• SERIE DE EJERCICIOS
(A) Según el hilo sobre el motor dc, ¿cuánto pesa aproximadamente el archivo del plano?
(B) Copia del hilo sobre el motor dc el fragmento comprendido entre "# Funcionamiento de" y "para poderlos acoplar!!!!", ambos incluidos.

• TEXTO DE REFERENCIA
———

# Funcionamiento de motor dc



## knightshura (May 19, 2006)

hola amigos, pues veran tengo un problema grande, pues no consigo mover un motor dc, el esquema es el que se muestra a continuacion, como pueden ver el cto de control esta bien hecho y el del motor tb, no se si me hace falta algo para poderlos acoplar!!!!

por favor que alguien me ayude, gracias de ante mano, y espero que entiendan mis dibujos pues no cuento con programas para poder hacer esquemas!!!!!

muchas gracias y bye!!!!

pd: no puedo enviar el plano es demasiado pesado, si alguien me puede dejar el correo por donde se lo pueda enviar, el archivo pesa mas o menos 600kb. gracias nuevamente!!


----------



## fdesergio (May 20, 2006)

Saludos, tarta de subir el esquema al foro asi varios lo ven y te pueden ayudar, intenta hacerlo en word con la  opcion autoformas y subelo asi queda mas pqño, chauuuuuuuuuuuuu


----------



## knightshura (May 21, 2006)

———

• DATOS PROPORCIONADOS

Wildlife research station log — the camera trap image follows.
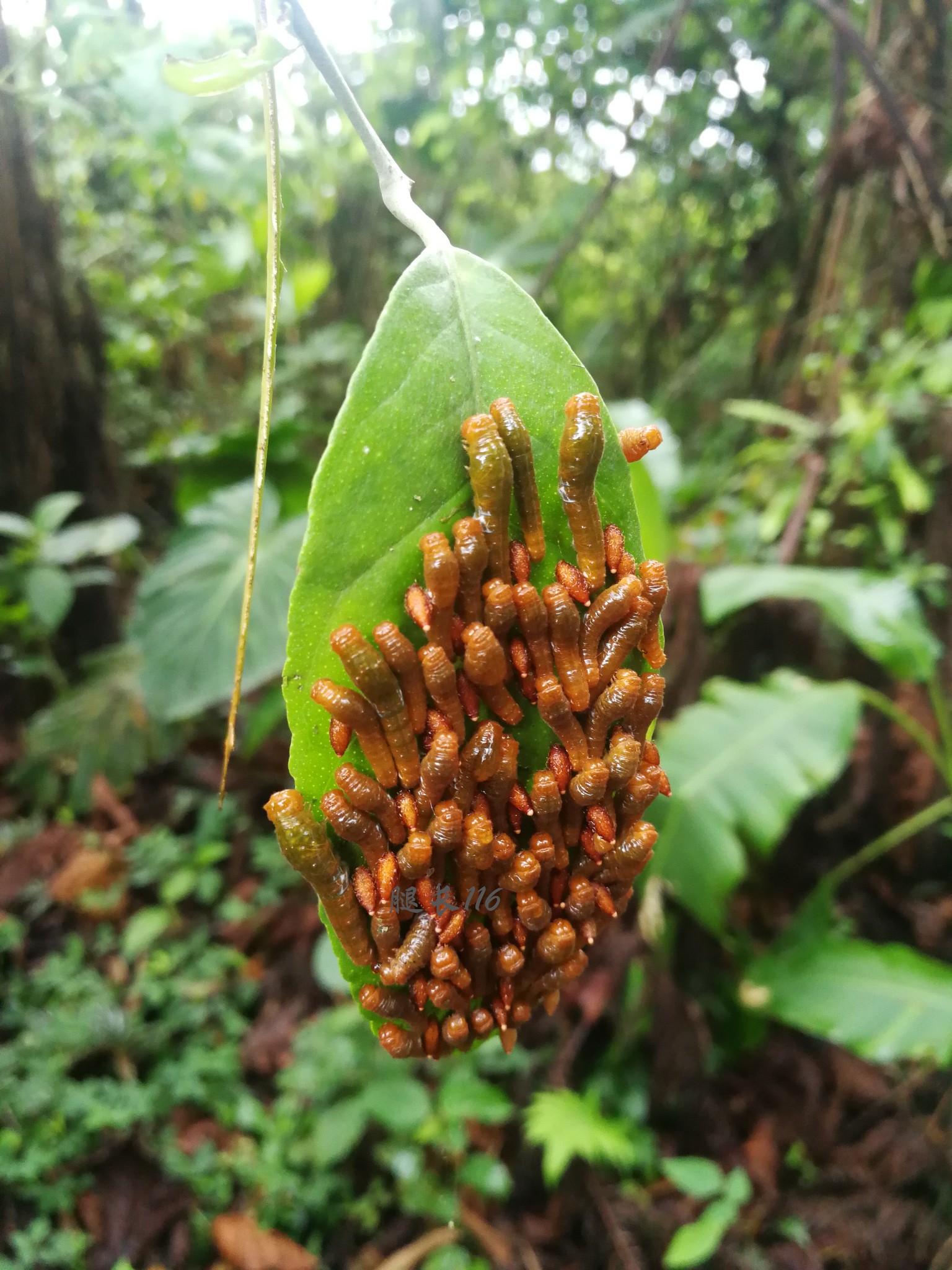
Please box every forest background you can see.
[0,0,952,1270]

———

• RESPUESTAS
(A) Más o menos 600 kb.

(B)
# Funcionamiento de motor dc



## knightshura (May 19, 2006)

hola amigos, pues veran tengo un problema grande, pues no consigo mover un motor dc, el esquema es el que se muestra a continuacion, como pueden ver el cto de control esta bien hecho y el del motor tb, no se si me hace falta algo para poderlos acoplar!!!!